● Set exercise: Report every line in the records below that contains the string "dock", copying each such line in full.

● Material:
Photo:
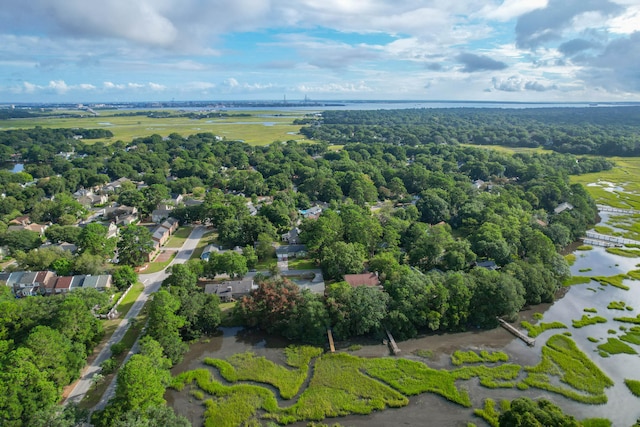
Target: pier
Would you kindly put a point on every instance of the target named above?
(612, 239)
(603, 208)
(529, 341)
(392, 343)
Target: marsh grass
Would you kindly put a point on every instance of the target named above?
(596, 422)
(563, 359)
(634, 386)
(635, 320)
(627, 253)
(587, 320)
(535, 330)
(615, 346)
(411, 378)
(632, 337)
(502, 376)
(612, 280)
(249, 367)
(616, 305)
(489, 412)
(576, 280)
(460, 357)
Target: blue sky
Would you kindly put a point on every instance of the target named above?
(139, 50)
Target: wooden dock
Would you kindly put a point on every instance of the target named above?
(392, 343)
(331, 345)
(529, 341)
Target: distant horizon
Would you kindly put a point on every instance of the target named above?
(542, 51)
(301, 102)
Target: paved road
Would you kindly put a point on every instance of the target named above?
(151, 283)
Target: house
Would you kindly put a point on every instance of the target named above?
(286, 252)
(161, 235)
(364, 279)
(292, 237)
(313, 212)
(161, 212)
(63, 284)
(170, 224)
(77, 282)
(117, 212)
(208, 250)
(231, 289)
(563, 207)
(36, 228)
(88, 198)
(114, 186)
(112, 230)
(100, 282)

==

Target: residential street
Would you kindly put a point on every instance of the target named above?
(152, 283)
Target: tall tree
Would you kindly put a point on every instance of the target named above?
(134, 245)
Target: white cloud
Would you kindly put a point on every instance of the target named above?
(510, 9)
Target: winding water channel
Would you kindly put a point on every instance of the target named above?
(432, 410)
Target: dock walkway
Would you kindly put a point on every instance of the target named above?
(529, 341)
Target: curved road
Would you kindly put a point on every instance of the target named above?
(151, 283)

● Task solution:
Target: wooden dock
Target: dock walkway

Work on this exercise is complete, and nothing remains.